EXTRACTED ENTRIES –
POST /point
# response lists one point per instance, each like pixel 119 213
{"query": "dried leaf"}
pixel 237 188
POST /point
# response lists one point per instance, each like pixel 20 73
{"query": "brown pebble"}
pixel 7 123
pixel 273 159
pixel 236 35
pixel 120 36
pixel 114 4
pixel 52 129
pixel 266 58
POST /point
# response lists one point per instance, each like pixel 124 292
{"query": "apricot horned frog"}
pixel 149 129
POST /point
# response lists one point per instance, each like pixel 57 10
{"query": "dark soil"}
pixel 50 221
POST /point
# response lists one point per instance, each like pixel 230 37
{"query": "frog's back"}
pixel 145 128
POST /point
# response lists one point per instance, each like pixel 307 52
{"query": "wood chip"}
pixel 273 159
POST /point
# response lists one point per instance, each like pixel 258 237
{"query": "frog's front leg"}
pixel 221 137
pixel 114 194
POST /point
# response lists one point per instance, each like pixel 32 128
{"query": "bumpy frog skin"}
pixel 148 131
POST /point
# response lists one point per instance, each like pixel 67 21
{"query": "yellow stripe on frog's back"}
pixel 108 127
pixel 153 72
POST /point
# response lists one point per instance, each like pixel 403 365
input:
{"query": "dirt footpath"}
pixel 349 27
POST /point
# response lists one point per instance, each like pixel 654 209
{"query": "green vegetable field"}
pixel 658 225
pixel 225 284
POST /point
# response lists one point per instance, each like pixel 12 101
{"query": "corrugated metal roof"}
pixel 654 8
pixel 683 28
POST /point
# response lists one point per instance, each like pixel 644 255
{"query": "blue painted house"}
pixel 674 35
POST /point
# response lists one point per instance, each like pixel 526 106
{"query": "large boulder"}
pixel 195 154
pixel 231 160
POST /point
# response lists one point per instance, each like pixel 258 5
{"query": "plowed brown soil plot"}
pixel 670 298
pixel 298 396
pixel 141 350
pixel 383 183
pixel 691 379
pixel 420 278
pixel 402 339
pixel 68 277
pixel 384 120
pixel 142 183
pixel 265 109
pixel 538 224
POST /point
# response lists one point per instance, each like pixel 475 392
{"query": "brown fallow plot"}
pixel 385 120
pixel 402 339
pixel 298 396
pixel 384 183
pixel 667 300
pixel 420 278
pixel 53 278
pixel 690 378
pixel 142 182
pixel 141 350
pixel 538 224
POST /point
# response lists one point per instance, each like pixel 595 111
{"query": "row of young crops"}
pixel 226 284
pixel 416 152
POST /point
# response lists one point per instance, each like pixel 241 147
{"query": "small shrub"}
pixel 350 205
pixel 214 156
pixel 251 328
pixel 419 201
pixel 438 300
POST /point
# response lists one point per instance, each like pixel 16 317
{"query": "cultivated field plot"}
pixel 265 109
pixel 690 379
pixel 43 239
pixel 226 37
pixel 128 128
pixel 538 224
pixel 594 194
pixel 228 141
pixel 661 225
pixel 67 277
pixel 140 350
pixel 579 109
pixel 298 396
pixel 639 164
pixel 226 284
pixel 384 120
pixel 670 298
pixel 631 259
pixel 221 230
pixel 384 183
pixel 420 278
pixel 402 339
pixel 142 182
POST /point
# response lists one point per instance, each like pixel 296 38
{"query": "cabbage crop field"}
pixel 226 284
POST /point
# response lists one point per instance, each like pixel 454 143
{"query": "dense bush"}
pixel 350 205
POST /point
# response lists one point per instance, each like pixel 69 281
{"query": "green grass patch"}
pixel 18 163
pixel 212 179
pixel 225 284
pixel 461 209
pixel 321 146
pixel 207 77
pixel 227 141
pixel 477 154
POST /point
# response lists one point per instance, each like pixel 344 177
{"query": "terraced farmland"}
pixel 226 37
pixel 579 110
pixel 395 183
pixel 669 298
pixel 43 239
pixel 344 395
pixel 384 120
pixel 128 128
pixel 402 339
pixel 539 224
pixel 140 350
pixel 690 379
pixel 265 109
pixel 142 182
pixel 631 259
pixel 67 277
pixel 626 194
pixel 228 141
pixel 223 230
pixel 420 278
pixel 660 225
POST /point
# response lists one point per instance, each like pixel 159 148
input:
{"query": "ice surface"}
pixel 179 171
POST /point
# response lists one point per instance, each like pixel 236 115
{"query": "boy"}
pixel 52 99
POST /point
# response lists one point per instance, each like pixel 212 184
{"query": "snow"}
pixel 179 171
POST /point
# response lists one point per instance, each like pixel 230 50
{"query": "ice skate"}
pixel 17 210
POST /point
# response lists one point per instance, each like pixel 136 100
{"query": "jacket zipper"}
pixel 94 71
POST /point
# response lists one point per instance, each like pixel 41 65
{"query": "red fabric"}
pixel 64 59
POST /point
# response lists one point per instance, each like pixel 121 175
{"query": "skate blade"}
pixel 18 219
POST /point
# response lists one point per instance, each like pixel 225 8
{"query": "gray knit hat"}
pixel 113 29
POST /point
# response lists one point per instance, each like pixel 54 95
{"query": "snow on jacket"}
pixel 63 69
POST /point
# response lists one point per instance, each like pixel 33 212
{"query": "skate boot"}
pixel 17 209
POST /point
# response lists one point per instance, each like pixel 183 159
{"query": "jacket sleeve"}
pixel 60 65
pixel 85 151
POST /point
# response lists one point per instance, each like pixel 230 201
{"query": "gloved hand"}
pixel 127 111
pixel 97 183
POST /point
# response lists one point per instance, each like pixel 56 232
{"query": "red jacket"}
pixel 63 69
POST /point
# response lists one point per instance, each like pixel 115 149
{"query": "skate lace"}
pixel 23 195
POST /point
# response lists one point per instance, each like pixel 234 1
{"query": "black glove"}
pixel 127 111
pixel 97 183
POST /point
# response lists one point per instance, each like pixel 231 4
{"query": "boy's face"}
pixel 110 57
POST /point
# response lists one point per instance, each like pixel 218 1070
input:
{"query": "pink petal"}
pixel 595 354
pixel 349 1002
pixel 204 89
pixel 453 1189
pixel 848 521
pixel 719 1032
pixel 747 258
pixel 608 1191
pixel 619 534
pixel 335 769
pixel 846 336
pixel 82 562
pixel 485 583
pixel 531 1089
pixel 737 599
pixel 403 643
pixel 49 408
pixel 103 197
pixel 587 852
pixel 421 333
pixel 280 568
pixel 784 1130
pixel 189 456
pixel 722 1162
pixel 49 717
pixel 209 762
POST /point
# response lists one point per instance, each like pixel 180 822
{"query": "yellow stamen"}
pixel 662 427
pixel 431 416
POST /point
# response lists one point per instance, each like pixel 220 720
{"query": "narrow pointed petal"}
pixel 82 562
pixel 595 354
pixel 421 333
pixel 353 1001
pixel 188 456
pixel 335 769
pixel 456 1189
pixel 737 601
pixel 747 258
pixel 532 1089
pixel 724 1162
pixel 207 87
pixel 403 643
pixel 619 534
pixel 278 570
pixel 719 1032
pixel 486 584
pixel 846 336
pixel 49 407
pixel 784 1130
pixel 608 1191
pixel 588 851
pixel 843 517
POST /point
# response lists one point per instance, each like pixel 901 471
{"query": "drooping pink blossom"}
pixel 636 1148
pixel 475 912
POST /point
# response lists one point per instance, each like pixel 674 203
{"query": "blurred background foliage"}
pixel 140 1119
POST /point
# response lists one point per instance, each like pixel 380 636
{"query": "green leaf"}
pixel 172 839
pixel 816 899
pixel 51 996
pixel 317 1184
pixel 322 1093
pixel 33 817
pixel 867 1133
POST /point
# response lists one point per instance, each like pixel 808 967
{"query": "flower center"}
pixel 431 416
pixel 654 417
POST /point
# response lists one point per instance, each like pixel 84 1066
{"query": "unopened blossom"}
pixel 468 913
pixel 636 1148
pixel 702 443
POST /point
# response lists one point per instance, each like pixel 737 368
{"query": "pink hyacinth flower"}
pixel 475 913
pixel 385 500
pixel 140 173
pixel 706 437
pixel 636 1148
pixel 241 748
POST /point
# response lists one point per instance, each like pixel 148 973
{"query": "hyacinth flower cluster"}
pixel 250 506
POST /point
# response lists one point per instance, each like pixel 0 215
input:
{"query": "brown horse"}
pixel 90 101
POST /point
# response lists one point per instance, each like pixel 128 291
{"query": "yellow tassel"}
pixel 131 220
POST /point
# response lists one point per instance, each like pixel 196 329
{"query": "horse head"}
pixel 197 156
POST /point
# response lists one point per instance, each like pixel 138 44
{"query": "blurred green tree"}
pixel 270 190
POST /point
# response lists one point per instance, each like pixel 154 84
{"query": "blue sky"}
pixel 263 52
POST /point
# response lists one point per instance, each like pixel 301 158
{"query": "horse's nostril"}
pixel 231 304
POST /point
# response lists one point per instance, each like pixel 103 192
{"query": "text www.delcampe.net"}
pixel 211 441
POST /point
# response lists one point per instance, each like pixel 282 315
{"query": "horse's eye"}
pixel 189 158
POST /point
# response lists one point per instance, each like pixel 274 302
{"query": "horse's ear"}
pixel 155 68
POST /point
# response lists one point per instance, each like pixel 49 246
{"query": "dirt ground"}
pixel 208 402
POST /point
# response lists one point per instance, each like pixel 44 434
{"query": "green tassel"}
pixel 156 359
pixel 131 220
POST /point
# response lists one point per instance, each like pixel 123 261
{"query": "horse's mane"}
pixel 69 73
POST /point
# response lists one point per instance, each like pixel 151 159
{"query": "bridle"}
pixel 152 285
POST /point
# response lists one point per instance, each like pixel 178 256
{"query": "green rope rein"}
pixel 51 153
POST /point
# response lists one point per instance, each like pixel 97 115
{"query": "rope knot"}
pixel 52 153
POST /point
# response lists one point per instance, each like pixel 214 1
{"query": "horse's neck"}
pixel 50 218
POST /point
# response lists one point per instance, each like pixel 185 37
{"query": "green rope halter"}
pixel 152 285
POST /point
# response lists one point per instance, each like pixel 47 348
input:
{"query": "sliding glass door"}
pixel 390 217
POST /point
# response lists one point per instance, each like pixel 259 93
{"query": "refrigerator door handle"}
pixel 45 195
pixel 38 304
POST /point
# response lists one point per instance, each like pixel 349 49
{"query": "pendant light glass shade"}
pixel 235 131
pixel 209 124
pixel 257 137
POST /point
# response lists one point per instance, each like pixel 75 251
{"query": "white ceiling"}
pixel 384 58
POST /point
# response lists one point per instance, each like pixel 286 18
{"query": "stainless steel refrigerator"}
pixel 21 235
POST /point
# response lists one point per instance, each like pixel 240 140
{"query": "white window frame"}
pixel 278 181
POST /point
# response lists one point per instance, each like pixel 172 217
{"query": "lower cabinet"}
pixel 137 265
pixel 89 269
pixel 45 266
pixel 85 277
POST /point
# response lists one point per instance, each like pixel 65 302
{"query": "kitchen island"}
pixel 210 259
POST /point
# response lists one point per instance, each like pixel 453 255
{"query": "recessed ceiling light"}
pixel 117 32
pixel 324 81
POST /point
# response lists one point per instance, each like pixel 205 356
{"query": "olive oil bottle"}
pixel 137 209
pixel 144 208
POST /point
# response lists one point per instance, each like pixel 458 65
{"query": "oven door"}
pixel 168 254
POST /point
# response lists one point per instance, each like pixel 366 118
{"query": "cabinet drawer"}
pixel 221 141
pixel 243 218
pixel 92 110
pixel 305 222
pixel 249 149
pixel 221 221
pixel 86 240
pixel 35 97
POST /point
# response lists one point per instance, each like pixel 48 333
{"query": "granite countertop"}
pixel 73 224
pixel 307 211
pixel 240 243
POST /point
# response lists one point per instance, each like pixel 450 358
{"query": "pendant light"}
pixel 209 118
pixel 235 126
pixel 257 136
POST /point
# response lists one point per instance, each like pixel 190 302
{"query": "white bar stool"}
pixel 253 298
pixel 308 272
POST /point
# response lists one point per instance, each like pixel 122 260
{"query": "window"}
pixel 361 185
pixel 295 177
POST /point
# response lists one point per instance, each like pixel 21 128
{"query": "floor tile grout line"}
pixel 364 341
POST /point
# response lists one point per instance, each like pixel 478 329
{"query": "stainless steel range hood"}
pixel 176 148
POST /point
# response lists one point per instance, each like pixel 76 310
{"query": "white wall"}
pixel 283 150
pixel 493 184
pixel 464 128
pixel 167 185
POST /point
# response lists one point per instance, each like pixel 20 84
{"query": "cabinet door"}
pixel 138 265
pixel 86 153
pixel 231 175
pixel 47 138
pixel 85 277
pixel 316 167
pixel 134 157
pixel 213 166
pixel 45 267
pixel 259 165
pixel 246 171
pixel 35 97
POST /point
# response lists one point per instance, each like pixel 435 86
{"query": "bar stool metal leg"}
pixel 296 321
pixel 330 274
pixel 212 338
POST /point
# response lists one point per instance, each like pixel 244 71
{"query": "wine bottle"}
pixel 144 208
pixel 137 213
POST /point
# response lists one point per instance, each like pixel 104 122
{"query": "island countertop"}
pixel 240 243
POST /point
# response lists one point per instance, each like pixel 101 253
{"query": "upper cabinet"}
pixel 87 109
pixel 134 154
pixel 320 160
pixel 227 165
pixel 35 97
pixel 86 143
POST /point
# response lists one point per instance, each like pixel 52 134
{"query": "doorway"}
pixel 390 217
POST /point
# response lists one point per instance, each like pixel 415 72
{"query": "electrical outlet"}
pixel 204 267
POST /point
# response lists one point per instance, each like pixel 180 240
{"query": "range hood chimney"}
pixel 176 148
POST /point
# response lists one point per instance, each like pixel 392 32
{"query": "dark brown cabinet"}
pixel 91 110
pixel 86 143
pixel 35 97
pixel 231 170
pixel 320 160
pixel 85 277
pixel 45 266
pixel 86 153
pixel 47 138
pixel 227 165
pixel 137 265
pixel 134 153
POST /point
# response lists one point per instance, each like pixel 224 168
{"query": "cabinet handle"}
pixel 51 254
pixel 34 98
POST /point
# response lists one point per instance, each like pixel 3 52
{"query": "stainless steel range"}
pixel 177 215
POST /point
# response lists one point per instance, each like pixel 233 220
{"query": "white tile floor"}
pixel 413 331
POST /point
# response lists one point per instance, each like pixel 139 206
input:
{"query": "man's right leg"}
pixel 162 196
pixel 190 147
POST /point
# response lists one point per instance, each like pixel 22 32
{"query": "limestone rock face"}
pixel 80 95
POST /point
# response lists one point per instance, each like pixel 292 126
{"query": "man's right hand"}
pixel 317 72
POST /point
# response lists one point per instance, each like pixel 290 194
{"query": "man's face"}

WHAT THE TASK REQUIRES – The lines to extract from the data above begin with the line containing "pixel 21 128" and end with the line containing "pixel 20 84". Extract them exactly, including both.

SOLVED EXERCISE –
# response lists one point per instance, each like pixel 21 128
{"query": "floor tile grout line"}
pixel 364 341
POST /point
# response lists one point per instance, each like pixel 478 329
{"query": "stainless steel range hood"}
pixel 176 148
POST /point
# response lists one point per instance, each like pixel 76 310
{"query": "white wall"}
pixel 283 150
pixel 493 184
pixel 464 128
pixel 167 185
POST /point
# response lists one point per instance, each like pixel 20 84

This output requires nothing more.